Source data: Begin

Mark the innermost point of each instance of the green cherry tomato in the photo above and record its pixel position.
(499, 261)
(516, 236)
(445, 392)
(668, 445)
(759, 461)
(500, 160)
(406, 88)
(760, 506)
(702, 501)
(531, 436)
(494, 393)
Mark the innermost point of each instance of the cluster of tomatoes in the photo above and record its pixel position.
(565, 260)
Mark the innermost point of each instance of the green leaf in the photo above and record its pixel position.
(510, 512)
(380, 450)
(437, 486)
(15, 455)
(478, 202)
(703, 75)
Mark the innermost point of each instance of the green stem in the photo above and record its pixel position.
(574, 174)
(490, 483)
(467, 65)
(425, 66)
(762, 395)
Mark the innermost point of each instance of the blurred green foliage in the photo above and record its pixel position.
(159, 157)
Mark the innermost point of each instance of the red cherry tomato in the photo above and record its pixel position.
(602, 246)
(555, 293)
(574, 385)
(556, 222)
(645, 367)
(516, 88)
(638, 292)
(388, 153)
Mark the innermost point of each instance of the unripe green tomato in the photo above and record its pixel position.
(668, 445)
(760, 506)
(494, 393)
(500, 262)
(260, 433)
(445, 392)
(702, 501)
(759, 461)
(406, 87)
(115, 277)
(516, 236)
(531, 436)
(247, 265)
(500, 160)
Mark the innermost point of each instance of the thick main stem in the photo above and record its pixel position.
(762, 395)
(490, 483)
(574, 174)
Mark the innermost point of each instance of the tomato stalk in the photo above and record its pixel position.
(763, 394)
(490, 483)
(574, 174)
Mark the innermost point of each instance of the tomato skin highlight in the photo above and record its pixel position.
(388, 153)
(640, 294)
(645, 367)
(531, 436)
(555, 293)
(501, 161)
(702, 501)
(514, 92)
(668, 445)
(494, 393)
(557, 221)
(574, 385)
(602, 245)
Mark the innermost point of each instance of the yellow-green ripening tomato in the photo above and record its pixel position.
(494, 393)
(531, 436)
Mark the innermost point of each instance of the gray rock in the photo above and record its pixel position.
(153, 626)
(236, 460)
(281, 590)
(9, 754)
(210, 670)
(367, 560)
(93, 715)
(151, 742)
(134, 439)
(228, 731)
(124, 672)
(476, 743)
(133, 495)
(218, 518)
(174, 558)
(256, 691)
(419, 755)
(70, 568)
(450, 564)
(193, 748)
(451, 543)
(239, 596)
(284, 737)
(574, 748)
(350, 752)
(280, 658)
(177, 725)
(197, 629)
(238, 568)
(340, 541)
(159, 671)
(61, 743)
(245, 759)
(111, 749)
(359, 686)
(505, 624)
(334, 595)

Source data: End

**Instructions for the task:**
Type the entries out again so that they match exactly.

**Written response:**
Mark the innermost point of each instance of the green cherry tomato in the photo above and record its pixel position.
(499, 261)
(516, 236)
(445, 392)
(668, 445)
(759, 461)
(500, 160)
(406, 88)
(760, 506)
(702, 501)
(531, 436)
(494, 393)
Mark the innermost point of each instance of the cluster of tomatoes in the photo above and record its pixel position.
(565, 260)
Mark the innermost point of each instance of the green leaf in the photo above and record its pixel position.
(510, 512)
(380, 450)
(437, 486)
(15, 455)
(478, 202)
(703, 75)
Mark the innermost point of each instance of the green stem in the photo above and record its pixel position.
(574, 174)
(490, 483)
(467, 65)
(425, 66)
(762, 395)
Mark the innermost point of each instance of the blurred green foliage in the photo above and record its pixel position.
(159, 157)
Mark the innermost point of each instance of the red cherry tomato in the photo above and record its pixel position.
(602, 246)
(555, 293)
(574, 385)
(556, 222)
(645, 367)
(516, 88)
(638, 292)
(388, 153)
Mark the innermost point of each instance of the unripe green tomato in the photo above and record its pixel position.
(668, 445)
(760, 506)
(494, 393)
(500, 262)
(260, 433)
(445, 392)
(702, 501)
(759, 461)
(406, 87)
(115, 277)
(516, 236)
(531, 436)
(247, 265)
(500, 160)
Mark the innermost point of each instance of the thick main stem in the photo above and record its pixel position.
(762, 395)
(490, 483)
(574, 174)
Mark the innermost point of each instance of the tomato stalk in the photo above and record its pixel position.
(763, 394)
(490, 483)
(574, 174)
Mark the innermost point of each instance of the tomato skin highlight in the photo above and record its pixel position.
(388, 153)
(640, 294)
(645, 367)
(531, 436)
(555, 293)
(501, 161)
(702, 501)
(514, 92)
(668, 445)
(494, 393)
(557, 221)
(574, 385)
(602, 245)
Mark the innermost point of each instance of the yellow-green ripening tomato in the photo above and record its pixel position.
(494, 393)
(531, 436)
Mark the innermost point of each instance of the gray rock in the photo above and record its pixel position.
(153, 626)
(236, 460)
(281, 590)
(9, 754)
(210, 670)
(367, 560)
(93, 715)
(151, 742)
(134, 439)
(228, 731)
(124, 672)
(476, 743)
(133, 495)
(218, 518)
(174, 558)
(256, 691)
(419, 755)
(70, 568)
(450, 564)
(193, 748)
(451, 543)
(239, 596)
(284, 737)
(574, 748)
(350, 752)
(280, 658)
(177, 725)
(197, 629)
(238, 568)
(340, 541)
(159, 671)
(61, 743)
(245, 759)
(111, 749)
(359, 686)
(505, 624)
(334, 595)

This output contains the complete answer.